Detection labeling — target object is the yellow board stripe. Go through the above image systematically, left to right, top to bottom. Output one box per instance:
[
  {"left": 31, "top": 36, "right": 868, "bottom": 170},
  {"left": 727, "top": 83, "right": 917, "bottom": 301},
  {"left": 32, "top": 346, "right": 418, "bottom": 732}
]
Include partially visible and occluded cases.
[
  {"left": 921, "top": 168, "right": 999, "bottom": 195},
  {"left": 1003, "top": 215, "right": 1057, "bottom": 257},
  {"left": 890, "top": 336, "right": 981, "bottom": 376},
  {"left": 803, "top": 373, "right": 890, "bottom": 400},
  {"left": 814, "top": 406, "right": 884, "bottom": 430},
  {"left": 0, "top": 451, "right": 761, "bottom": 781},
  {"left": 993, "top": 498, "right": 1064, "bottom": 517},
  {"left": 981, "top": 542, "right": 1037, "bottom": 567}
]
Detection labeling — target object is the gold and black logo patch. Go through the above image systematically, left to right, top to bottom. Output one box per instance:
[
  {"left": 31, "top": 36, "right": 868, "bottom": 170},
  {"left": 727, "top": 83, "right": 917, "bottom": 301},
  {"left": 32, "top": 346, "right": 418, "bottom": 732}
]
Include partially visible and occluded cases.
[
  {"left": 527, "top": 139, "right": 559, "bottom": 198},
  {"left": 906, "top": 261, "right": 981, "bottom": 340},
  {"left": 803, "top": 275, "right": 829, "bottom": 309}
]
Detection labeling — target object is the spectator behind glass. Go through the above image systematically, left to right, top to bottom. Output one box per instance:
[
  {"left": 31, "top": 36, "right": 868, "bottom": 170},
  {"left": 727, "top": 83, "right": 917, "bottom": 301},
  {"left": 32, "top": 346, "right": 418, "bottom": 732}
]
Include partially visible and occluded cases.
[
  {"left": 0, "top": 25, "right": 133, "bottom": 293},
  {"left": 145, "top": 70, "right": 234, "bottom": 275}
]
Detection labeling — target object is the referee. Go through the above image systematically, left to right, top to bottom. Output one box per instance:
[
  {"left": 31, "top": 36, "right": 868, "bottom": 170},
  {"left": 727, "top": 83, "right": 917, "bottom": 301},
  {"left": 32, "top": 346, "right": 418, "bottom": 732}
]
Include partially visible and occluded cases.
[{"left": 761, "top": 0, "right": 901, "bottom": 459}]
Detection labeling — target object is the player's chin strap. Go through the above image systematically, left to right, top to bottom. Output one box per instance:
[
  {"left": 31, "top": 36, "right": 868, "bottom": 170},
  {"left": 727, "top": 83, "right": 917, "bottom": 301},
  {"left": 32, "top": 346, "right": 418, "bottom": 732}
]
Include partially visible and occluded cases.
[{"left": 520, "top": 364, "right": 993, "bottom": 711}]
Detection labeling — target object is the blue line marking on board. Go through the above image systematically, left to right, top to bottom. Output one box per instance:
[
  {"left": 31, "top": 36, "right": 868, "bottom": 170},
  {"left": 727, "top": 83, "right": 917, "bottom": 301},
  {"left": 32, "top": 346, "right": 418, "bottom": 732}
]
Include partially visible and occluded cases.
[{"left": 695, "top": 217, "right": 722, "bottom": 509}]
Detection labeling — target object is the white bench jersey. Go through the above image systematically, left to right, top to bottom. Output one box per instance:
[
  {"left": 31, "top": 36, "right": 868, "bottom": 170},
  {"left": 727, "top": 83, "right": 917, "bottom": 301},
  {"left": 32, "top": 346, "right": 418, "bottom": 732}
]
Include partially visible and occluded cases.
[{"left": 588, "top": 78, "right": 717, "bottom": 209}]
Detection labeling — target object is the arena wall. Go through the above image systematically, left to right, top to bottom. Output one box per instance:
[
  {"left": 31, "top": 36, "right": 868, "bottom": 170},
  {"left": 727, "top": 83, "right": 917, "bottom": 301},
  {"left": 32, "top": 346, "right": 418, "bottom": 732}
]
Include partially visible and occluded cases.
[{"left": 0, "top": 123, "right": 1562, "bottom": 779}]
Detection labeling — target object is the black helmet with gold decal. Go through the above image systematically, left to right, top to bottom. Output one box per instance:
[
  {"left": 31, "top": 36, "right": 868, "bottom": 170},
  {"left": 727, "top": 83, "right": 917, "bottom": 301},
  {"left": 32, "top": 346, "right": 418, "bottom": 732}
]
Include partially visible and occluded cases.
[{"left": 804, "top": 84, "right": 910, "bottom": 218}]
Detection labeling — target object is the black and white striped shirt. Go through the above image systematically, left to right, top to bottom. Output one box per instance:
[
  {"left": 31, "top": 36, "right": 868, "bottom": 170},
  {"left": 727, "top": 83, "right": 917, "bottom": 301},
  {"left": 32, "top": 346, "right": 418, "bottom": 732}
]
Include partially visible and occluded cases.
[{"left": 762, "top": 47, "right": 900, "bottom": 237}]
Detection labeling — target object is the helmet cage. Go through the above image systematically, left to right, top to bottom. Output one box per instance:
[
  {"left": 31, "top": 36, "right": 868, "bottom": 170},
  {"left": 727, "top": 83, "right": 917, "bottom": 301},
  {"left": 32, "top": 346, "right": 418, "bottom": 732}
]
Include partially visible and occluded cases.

» The problem
Gather every line of the items above that contains the string "white". Case counts when matching.

» Written reply
Detection labeling — target object is the white bench jersey. Go through the above image systematically, left to right, top to bottom. Output one box per instance:
Detection labeling — target object is the black and white striped shirt. Go through the above image systematically, left to right, top to bottom. Output one box per instance:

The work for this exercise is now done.